§ THE TASK
Repeat the listing below in full, exactly.

§ TASK MATERIAL

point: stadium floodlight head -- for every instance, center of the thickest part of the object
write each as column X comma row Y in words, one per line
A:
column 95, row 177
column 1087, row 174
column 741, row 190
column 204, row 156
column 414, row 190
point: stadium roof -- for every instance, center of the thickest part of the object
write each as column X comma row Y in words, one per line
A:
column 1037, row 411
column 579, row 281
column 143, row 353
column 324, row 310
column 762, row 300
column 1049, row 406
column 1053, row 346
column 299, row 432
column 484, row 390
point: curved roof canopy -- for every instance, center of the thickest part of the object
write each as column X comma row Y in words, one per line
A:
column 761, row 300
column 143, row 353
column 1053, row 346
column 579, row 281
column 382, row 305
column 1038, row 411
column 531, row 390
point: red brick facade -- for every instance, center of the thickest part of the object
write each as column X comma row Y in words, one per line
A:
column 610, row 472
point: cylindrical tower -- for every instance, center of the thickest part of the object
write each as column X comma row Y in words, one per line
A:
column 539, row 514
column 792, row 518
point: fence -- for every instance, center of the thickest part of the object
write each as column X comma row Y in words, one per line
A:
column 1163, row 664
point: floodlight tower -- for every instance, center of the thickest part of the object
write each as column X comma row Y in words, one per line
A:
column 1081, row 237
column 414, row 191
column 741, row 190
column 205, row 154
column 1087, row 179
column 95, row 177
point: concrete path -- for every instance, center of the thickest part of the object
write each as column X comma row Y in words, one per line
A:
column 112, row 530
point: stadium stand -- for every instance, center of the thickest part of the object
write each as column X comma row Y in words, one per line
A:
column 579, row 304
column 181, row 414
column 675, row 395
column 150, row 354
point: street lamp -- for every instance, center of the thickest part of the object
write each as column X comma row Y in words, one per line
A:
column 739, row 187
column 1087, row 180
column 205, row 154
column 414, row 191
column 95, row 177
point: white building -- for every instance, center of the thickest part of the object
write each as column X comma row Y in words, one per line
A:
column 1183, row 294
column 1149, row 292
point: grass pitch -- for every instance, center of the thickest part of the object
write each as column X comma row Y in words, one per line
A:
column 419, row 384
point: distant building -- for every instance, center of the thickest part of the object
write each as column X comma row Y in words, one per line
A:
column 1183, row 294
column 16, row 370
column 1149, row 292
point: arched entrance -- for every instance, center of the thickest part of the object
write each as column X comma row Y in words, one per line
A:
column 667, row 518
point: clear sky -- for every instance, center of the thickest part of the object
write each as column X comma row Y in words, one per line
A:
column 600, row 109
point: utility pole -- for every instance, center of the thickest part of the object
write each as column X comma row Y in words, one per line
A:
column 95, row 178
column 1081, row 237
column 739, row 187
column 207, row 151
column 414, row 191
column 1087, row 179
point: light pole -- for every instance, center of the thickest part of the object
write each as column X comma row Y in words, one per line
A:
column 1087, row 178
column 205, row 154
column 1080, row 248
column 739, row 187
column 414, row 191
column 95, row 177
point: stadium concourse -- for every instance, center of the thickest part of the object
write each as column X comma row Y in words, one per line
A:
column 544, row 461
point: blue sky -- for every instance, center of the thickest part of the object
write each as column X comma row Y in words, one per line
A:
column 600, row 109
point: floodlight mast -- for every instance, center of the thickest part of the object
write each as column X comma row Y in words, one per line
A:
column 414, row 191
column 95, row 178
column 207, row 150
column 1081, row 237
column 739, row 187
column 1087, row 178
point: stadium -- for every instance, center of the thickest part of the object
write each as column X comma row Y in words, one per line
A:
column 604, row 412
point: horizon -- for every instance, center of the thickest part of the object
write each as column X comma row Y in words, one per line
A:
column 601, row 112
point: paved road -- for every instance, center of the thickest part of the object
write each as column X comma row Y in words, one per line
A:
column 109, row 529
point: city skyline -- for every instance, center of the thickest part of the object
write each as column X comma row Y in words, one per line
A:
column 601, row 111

§ TASK OUTPUT
point: stadium floodlight head -- for every instance, center of the thickest part of the object
write each as column X comma row Y in words, one per line
A:
column 95, row 177
column 1087, row 174
column 741, row 190
column 204, row 156
column 414, row 190
point: stadium roof -- for every instance, center of the thickest part of the object
write each as column X comma row Y in words, one per line
A:
column 1037, row 411
column 579, row 281
column 143, row 353
column 324, row 310
column 762, row 300
column 1049, row 406
column 1053, row 346
column 299, row 432
column 484, row 390
point: curved roof canopy -- for every instance, center of the thickest part of the object
write each as column X comma row Y in words, one per line
A:
column 761, row 300
column 143, row 353
column 1053, row 346
column 579, row 281
column 382, row 305
column 1038, row 411
column 531, row 390
point: red brick facade -- for every instance, center of the thickest part of the object
write each as column X comma row Y in words, one per line
A:
column 610, row 472
point: cylindrical tower -- for every instance, center of the thickest part of the object
write each as column X comma row Y in words, one per line
A:
column 539, row 514
column 792, row 518
point: fence -- for every instance, center of the thickest part of the object
write each as column X comma row Y in words, one per line
A:
column 1163, row 664
point: floodlight tower -- for every instance, center of the thickest part of the object
write each as column X comma row Y in words, one per line
A:
column 1081, row 237
column 414, row 191
column 741, row 190
column 205, row 154
column 1087, row 179
column 95, row 177
point: concrete path -- for every instance, center of the thickest part of the object
write each as column X comma row Y in words, one per line
A:
column 112, row 530
point: stadium stand -- for every instance, center of the thickest part of the object
write each as column X comma row Y in words, one per line
A:
column 579, row 304
column 181, row 414
column 675, row 395
column 150, row 354
point: street lamp -- for every instance, center of the thickest part of the object
write each as column X comma row Y in words, one per line
A:
column 739, row 187
column 1087, row 180
column 205, row 154
column 414, row 191
column 95, row 177
point: white building -- for every instance, center of the thickest part of the object
write each as column X comma row Y in words, one per line
A:
column 1183, row 294
column 1149, row 292
point: grass pitch -- for every instance, center of the thickest part of the object
write each as column X comma row Y in words, one per line
A:
column 419, row 384
point: distant building -- for every instance, center of the thickest part of the object
write each as column X comma row Y in words, one per line
A:
column 1183, row 294
column 16, row 370
column 1149, row 292
point: arched entrance -- for every instance, center of the thickest part of the object
write each as column X comma row Y in words, one per line
A:
column 667, row 518
point: clear sky -- for every instance, center of the thickest part of the object
write each as column X comma row Y in words, one per line
A:
column 600, row 109
point: utility pole -- for every instance, center of the thickest part of the object
write each as column X comma row Y in words, one per line
A:
column 95, row 178
column 1081, row 237
column 739, row 187
column 207, row 151
column 414, row 191
column 1087, row 179
point: light pole -- for every instance, center of the thickest part of the object
write each as column X comma row Y in words, one per line
A:
column 1087, row 178
column 205, row 154
column 1080, row 248
column 739, row 187
column 414, row 191
column 95, row 177
point: stadium concourse -- for every instance, center of the thickest part of the object
write each as column X comma row Y in words, one per line
A:
column 544, row 461
point: blue sky -- for every instance, center of the thickest part of the object
write each as column X comma row Y in words, one per line
A:
column 600, row 109
point: floodlight mast -- for every instance, center of the thickest part of the object
write each as column X comma row Y in words, one per line
A:
column 414, row 191
column 95, row 178
column 207, row 150
column 1081, row 237
column 739, row 187
column 1087, row 178
point: stadium -- for every instance, center of the thickest part of the object
write each as column X comma row Y in words, one per line
A:
column 604, row 412
point: horizon -- for every instance, center of the thickest part of the object
write each as column X comma row Y in words, one per line
A:
column 601, row 112
point: paved road -- for every instance, center of the thickest part of the object
write each as column X comma row Y in words, one per line
A:
column 109, row 529
point: city skyline -- for every instance, center of the thickest part of the object
write each as column X comma row Y in words, one per line
A:
column 601, row 111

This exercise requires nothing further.